** start of Text segment **
So, if the Favourite Team wins 82 to 75 and was giving 15.5 points start, then Favourite HAM is 82-75-15.5 = -7.5 points, meaning that the Favourite Team lost by 7.5 points on handicap.

Home HAM will be the same as Favourite HAM if the Home Team is Favourite. Otherwise Home HAM and Favourite HAM will have opposite signs.

There is one other definitional detail we need to deal with and that is which handicap to use. Each week a number of betting shops publish line markets and they often differ in the starts and the prices offered for each team. For this blog I'm going to use TAB Sportsbet's handicap markets.

TAB Sportsbet Handicap markets work by offering even money odds (less the vigorish) on both teams, with one team receiving start and the other offering that same start. The only exception to this is when the teams are fairly evenly matched in which case the start is fixed at 6.5 points and the prices varied away from even money as required. So, for example, we might see Essendon +6.5 points against Carlton but priced at $1.70 reflecting the fact that 6.5 points makes Essendon in the bookie's opinion more likely to win on handicap than to lose. Games such as this are problematic for the current analysis because the 'true' handicap is not 6.5 points but is instead something less than 6.5 points. Including these games would bias the analysis - and adjusting the start is too complex - so we'll exclude them.

So, the question now becomes is HAM Home, defined as above and using the TAB Sportsbet handicap and excluding games with 6.5 points start or fewer, normally distributed with zero mean? Similarly, is HAM Favourite so distributed?

We should expect HAM Home and HAM Favourite to have zero means because, if they don't it suggests that the Sportsbet bookie has a bias towards or against Home teams of Favourites. And, as we know, in gambling, bias is often financially exploitable.

There's no particular reason to believe that HAM Home and HAM Favourite should follow a normal distribution, however, apart from the startling ubiquity of that distribution across a range of phenomena.

Consider first the issue of zero means.

The following table provides information about Home HAMs for seasons 2006 to 2008 combined, for season 2009, and for seasons 2006 to 2009. I've isolated this season because, as we'll see, it's been a slightly unusual season for handicap betting.
** end of Text segment **
** start of Material **
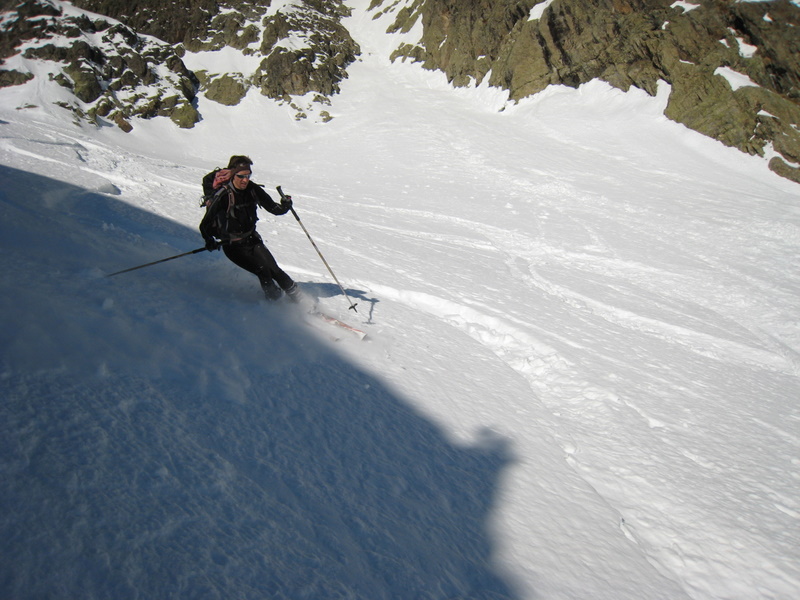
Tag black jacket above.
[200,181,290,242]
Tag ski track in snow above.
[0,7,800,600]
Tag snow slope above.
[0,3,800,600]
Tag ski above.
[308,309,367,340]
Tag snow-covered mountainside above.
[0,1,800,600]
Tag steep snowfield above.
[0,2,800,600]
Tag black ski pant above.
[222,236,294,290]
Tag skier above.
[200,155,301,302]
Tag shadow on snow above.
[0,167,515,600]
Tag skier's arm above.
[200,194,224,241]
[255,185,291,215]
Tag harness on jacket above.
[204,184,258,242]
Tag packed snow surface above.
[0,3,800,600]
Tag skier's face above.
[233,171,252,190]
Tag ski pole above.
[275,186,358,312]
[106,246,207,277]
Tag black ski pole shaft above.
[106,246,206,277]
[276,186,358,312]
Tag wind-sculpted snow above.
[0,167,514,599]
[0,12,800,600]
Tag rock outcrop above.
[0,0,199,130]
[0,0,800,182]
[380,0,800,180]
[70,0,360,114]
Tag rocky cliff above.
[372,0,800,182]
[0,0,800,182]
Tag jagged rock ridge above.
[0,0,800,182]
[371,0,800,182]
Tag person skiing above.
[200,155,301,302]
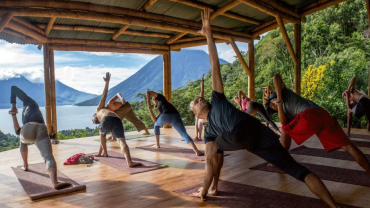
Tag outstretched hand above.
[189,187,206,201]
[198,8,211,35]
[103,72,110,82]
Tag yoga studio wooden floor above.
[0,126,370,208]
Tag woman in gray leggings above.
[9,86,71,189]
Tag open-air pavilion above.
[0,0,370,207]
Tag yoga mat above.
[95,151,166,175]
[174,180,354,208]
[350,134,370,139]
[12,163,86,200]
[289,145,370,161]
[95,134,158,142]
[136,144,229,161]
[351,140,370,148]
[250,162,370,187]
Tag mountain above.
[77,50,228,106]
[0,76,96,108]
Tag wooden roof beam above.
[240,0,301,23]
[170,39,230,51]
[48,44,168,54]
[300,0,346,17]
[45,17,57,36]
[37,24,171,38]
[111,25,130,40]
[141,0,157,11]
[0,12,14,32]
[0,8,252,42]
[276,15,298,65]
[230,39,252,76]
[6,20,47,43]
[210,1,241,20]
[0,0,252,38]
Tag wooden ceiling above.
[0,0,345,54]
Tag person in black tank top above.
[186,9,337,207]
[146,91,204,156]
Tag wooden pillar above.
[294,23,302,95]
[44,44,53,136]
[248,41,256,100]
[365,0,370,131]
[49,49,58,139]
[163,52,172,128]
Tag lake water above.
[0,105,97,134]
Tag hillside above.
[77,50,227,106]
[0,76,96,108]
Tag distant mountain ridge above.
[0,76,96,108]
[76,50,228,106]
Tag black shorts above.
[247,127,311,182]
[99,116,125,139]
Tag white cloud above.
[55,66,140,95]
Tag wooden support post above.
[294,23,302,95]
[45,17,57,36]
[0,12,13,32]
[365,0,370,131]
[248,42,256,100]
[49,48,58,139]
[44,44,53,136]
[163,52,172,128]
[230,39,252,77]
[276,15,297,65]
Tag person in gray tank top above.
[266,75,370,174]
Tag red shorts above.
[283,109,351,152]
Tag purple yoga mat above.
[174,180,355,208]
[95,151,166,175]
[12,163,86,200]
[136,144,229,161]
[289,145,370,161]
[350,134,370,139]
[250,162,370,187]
** end of Material **
Description of the task = Could you continue the text on handicap betting from its last sentence?

Answer =
Home_HAM.png

Each row of this table aggregates the results for different ranges of Home Team handicaps. The first row looks at those games where the Home Team was offering start of 30.5 points or more. In these games, of which there were 53 across seasons 2006 to 2008, the average Home HAM was 1.1 and the standard deviation of the Home HAMs was 39.7. In season 2009 there have been 17 such games for which the average Home HAM has been 14.7 and the standard deviation of the Home HAMs has been 29.1.

The asterisk next to the 14.7 average denotes that this average is statistically significantly different from zero at the 10% level (using a two-tailed test). Looking at other rows you'll see there are a handful more asterisks, most notably two against the 12.5 to 17.5 points row for season 2009 denoting that the average Home HAM of 32.0 is significant at the 5% level (though it is based on only 8 games).

At the foot of the table you can see that the overall average Home HAM across seasons 2006 to 2008 was, as we expected approximately zero. Casting an eye down the column of standard deviations for these same seasons suggests that these are broadly independent of the Home Team handicap, though there is some weak evidence that larger absolute starts are associated with slightly larger standard deviations.

For season 2009, the story's a little different. The overall average is +8.4 points which, the asterisks tell us, is statistically significantly different from zero at the 5% level. The standard deviations are much smaller and, if anything, larger absolute margins seem to be associated with smaller standard deviations.

Combining all the seasons, the aberrations of 2009 are mostly washed out and we find an average Home HAM of just +1.6 points.

Next, consider Favourite HAMs, the data for which appears below:

Favourite_HAM.png

The first thing to note about this table is the fact that none of the Favourite HAMs are significantly different from zero.

Overall, across seasons 2006 to 2008 the average Favourite HAM is just 0.1 point; in 2009 it's just -3.7 points.

In general there appears to be no systematic relationship between the start given by favourites and the standard deviation of the resulting Favourite HAMs.

Summarising:

  • Across seasons 2006 to 2009, Home HAMs and Favourite HAMs average around zero, as we hoped
  • With a few notable exceptions, mainly for Home HAMs in 2009, the average is also around zero if we condition on either the handicap given by the Home Team (looking at Home HAMs) or that given by the Favourite Team (looking at Favourite HAMs).

Okay then, are Home HAMs and Favourite HAMs normally distributed?

Here's a histogram of Home HAMs:

Home_HAM_Pic.png

And here's a histogram of Favourite HAMs:

Favourite_HAM_Pic.png

There's nothing in either of those that argues strongly for the negative.

More formally, Shapiro-Wilks tests fail to reject the null hypothesis that both distributions are Normal.

Using this fact, I've drawn up a couple of tables that compare the observed frequency of various results with what we'd expect if the generating distributions were Normal.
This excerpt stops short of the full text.